● TESTO DELLA PAGINA:
Uno dei miei ricordi ludici più vividi dell’estate, intesa come sensazione, emozione, non-luogo della vita, non è video(ludico), bensì cartaceo, di quando le edicole non vendevano pure energy drink del cazzo e, per dire, ci potevi pure comprare delle riviste, cioè, quelle gestite da gente che scrivendo poteva pagarsi un mutuo (nel senso, VERAMENTE!). La Settimana Enigmistica era un cult delle mie vacanze. Mi piaceva troppo scarabocchiare, risolvere enigmi, semplicemente cazzeggiare con una matita dell’IKEA in mano, col ventilatore puntato sul ventre sudaticcio, rischiando la colite perché tanto, hey, si vive una volta sola e si può continuare a giocare anche sul cesso!
Negli anni questo mio feticismo è stato fomentato dal Nintendo DS, con roba come Picross e la serie del Professor Layton (no, Brain Training mi faceva sentire troppo giudicato), di cui mi sentivo veramente orfano fino all’annuncio del nuovo capitolo per Switch, a data da destinarsi (fate le cose per bene, vi prego). Ultimamente, però, succede sempre più spesso di vedere giochi che sembrano esaudire i miei desideri più perversi e, guarda caso, i miei enigmi preferiti sono sempre state le declinazioni nostrane di “Where’s Willy?”, “trova le differenze” ecc!

● COMPITO:
Puoi ricopiare per intero il testo sull'enigmistica e i giochi di enigmi, parola per parola e senza modifiche?

● DATI GREZZI:
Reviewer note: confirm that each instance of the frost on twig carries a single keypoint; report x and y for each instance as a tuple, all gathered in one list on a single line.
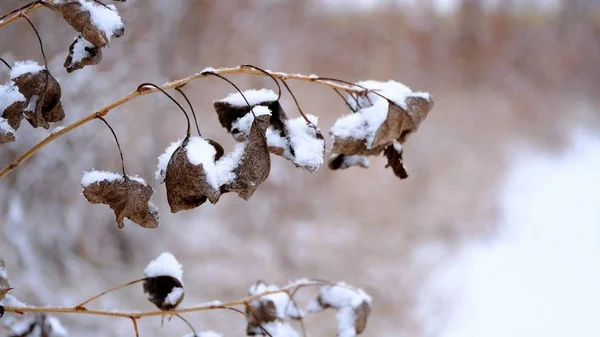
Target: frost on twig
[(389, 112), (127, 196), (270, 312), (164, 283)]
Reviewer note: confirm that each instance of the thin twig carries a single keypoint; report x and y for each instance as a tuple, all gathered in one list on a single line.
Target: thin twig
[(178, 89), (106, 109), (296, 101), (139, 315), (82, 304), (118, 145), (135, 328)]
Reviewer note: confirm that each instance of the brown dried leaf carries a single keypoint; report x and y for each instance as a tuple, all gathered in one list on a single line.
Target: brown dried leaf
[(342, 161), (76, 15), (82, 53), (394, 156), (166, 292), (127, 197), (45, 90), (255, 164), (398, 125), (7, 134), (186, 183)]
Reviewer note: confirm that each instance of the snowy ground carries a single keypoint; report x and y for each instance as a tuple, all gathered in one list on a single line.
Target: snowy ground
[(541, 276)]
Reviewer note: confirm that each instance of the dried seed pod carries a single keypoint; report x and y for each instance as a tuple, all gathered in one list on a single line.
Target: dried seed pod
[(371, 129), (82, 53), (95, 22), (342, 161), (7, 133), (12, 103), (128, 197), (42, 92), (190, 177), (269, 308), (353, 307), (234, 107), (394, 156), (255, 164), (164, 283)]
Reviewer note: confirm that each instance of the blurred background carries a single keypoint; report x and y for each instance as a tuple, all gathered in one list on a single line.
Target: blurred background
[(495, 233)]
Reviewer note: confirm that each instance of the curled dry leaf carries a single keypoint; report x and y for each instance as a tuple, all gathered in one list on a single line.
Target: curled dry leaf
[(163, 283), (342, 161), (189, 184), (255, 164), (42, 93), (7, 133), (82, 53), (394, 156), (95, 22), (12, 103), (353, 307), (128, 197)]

● COMPITO SVOLTO:
Uno dei miei ricordi ludici più vividi dell’estate, intesa come sensazione, emozione, non-luogo della vita, non è video(ludico), bensì cartaceo, di quando le edicole non vendevano pure energy drink del cazzo e, per dire, ci potevi pure comprare delle riviste, cioè, quelle gestite da gente che scrivendo poteva pagarsi un mutuo (nel senso, VERAMENTE!). La Settimana Enigmistica era un cult delle mie vacanze. Mi piaceva troppo scarabocchiare, risolvere enigmi, semplicemente cazzeggiare con una matita dell’IKEA in mano, col ventilatore puntato sul ventre sudaticcio, rischiando la colite perché tanto, hey, si vive una volta sola e si può continuare a giocare anche sul cesso!
Negli anni questo mio feticismo è stato fomentato dal Nintendo DS, con roba come Picross e la serie del Professor Layton (no, Brain Training mi faceva sentire troppo giudicato), di cui mi sentivo veramente orfano fino all’annuncio del nuovo capitolo per Switch, a data da destinarsi (fate le cose per bene, vi prego). Ultimamente, però, succede sempre più spesso di vedere giochi che sembrano esaudire i miei desideri più perversi e, guarda caso, i miei enigmi preferiti sono sempre state le declinazioni nostrane di “Where’s Willy?”, “trova le differenze” ecc!